### DIRECTION 1
Edit the subpath routing text from the words "Subpath routing and" through "harder to resolve.", changing "cookies" to "credentials".
### DIRECTION 2
According to the subpath routing text, why do pages need to be pre-rendered for bots?

### GIVEN TEXT
########################################

Subpath routing and the developer

Disclaimers

A few quick disclaimers:

I may get some details wrong here. Routing (and specific server implementations of more complex routing patterns) is complicated.
This worked for us, but there are security concerns:
- Primarily, cookies can be shared across the different services using the same root domain, which means more vigilance is required
This pattern is clearly not a common path/solution, and thus there are fewer experienced hands, meaning other potential issues may be harder to resolve.

Content

Let’s talk about subpath routing…

In HTTP parlance, the “subpath” is any part of a URI after the domain. e.g. /site/index.html in https://example.com/site/index.html.

So let’s say you have a nice website advertising your SaaS app at https://example.com. And your marketing team want to improve SEO by adding the app under https://example.com/site. We now need to implement subpath routing so that all requests to https://example.com/site go to our SaaS app, while all requests to other subpaths (e.g. https://example.com/about) still go to our marketing site.

If we’re starting with a SPA, we also need to address bot traffic. Bots obviously don’t process javascript well, so we need a way to “pre-render” pages for the (properly behaving) bots.

Ingress

So first we need a load balancer to route traffic between the app and the marketing site. Since $JOB is a GCP shop, we’ll stand up a Cloud Load Balancer to handle initial ingress (including IPv6 support, right?):

locals {
  routing_domains = ["example.com"],
  routing_root_domain = "example.com"
}

resource "google_compute_security_policy" "routing-policy" {
  name = "routing-layer"
  type = "CLOUD_ARMOR"
  adaptive_protection_config {
    layer_7_ddos_defense_config {
      enable          = true
      rule_visibility = "STANDARD"
    }
  }
  rule {
    action      = "allow"

########################################

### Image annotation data

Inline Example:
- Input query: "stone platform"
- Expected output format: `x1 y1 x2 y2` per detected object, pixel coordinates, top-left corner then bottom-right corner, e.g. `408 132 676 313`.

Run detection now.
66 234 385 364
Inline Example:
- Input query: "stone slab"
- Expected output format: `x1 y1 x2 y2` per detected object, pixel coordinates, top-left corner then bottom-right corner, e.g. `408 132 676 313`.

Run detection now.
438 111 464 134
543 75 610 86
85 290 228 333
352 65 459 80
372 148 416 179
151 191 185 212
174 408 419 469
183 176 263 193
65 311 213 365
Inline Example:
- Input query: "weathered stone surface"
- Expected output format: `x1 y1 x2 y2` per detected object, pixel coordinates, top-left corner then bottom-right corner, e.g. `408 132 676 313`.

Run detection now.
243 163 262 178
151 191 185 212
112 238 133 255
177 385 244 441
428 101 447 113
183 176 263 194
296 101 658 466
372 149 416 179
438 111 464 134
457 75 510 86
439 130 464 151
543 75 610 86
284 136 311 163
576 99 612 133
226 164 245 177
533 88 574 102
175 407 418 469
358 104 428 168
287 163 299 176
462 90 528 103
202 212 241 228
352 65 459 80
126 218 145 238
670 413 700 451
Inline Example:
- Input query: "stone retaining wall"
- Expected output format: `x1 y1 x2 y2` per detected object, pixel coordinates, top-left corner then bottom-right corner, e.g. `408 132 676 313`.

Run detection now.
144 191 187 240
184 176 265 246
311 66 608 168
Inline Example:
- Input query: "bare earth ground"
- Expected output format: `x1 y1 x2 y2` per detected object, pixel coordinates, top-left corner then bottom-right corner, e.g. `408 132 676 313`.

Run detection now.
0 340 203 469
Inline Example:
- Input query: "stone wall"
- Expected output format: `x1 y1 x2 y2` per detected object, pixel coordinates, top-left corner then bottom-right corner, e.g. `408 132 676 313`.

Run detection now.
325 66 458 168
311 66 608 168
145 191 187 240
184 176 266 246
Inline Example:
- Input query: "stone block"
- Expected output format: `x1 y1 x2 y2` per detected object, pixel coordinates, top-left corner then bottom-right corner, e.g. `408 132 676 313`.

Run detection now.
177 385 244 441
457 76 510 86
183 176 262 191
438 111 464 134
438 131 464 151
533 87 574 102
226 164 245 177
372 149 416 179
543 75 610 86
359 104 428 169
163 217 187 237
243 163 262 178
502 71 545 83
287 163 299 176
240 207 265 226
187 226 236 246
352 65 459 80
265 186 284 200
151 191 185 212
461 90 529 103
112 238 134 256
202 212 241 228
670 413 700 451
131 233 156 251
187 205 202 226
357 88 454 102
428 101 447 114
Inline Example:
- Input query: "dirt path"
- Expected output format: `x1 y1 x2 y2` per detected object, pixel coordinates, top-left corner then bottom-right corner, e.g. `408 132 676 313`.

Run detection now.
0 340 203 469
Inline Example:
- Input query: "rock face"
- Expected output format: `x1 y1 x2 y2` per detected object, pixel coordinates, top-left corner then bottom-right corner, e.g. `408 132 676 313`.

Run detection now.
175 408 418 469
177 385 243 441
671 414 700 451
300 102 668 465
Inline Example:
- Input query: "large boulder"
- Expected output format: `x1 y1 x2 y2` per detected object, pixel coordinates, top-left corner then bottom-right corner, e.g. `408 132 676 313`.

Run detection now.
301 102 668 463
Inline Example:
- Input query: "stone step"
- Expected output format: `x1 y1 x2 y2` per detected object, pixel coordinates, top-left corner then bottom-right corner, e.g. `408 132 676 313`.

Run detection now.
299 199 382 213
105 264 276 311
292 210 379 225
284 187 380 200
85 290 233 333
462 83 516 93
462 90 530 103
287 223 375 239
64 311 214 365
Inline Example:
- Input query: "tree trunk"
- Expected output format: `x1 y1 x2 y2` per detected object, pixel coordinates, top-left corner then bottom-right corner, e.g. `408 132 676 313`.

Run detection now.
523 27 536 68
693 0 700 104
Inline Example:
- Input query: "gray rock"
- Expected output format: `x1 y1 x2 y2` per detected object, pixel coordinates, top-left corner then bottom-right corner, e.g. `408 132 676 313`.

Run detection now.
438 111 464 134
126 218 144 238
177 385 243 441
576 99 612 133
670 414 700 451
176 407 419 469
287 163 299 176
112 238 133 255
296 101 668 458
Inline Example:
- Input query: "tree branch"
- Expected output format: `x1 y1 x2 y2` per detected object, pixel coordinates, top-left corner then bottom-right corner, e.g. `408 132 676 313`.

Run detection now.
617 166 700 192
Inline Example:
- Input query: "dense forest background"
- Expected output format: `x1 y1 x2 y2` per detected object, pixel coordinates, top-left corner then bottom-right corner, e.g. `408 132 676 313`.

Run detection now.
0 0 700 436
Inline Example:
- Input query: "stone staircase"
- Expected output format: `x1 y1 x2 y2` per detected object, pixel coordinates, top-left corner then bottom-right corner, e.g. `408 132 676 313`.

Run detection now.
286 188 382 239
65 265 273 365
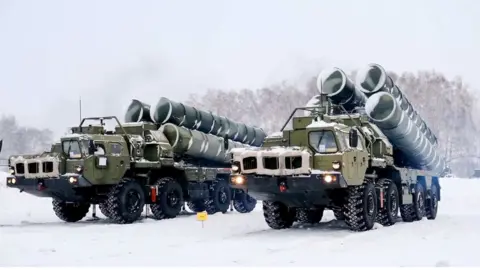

########################################

### TASK SOLUTION 1
Subpath routing and the developer

Disclaimers

A few quick disclaimers:

I may get some details wrong here. Routing (and specific server implementations of more complex routing patterns) is complicated.
This worked for us, but there are security concerns:
- Primarily, credentials can be shared across the different services using the same root domain, which means more vigilance is required
This pattern is clearly not a common path/solution, and thus there are fewer experienced hands, meaning other potential issues may be harder to resolve.

### TASK SOLUTION 2
Bots don't process JavaScript well.